#### Description of the task
Copy the passage on deepfakes below word for word, from "The first widely-known" up to and including "and culturally determined.".

Do deepfakes signal an information apocalypse? Are they the end of evidence as we know it? The answers to these questions require us to understand what is truly new about contemporary AV manipulation and what is simply an old struggle for power in a new guise.

The first widely-known examples of amateur, AI-manipulated, face swap videos appeared in November 2017. Since then, the news media, and therefore the general public, have begun to use the term “deepfakes” to refer to this larger genre of videos—videos that use some form of deep or machine learning to hybridize or generate human bodies and faces. News coverage claims that deepfakes are poised to assault commonly-held standards of evidence, that they are the harbingers of a coming “information apocalypse.” But what coverage of this deepfake phenomenon often misses is that the “truth” of audiovisual content has never been stable—truth is socially, politically, and culturally determined.

Deepfakes which rely on experimental machine learning represent one end of a spectrum of audiovisual AV manipulation. The deepfake process is both the most computationally-reliant and also the least publicly accessible means of creating deceptive media. Other forms of AV manipulation – “cheap fakes” – rely on cheap, accessible software, or no software at all. Both deepfakes and cheap fakes are capable of blurring the line between expression and evidence. Both can be used to influence the politics of evidence: how evidence changes and is changed by its existence in cultural, social, and political structures.

#### Data provided
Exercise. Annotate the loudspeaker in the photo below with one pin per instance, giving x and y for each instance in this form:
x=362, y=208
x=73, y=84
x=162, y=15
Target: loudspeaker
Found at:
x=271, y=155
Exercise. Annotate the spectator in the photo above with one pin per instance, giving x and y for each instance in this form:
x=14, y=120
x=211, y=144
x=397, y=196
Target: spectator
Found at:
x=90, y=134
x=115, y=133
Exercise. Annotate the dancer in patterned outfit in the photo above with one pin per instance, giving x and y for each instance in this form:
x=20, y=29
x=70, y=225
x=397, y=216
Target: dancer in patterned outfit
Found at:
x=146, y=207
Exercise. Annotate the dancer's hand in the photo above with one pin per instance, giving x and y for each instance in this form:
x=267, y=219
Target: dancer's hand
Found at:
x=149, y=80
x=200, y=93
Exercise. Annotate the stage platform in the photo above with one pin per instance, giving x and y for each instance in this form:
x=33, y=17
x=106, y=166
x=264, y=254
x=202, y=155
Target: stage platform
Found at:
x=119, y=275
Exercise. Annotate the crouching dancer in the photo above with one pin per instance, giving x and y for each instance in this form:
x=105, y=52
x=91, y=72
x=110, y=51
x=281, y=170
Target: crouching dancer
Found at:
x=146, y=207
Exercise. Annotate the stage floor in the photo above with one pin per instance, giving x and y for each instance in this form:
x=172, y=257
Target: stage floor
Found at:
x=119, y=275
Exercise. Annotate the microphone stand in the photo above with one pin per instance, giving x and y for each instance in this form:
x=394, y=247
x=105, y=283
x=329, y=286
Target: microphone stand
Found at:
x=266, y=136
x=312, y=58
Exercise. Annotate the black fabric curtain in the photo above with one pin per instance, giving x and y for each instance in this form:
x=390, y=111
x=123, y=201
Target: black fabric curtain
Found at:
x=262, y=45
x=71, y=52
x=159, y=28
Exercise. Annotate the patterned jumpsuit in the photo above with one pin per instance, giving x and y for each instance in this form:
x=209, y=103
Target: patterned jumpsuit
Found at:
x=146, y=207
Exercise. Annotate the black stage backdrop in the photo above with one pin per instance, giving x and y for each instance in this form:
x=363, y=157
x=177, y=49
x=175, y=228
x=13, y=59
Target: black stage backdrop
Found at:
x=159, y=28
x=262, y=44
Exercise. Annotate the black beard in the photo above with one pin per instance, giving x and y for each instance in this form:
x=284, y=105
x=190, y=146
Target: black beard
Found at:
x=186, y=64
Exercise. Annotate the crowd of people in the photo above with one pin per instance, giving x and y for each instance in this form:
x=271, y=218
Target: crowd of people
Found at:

#### Worked answer
The first widely-known examples of amateur, AI-manipulated, face swap videos appeared in November 2017. Since then, the news media, and therefore the general public, have begun to use the term “deepfakes” to refer to this larger genre of videos—videos that use some form of deep or machine learning to hybridize or generate human bodies and faces. News coverage claims that deepfakes are poised to assault commonly-held standards of evidence, that they are the harbingers of a coming “information apocalypse.” But what coverage of this deepfake phenomenon often misses is that the “truth” of audiovisual content has never been stable—truth is socially, politically, and culturally determined.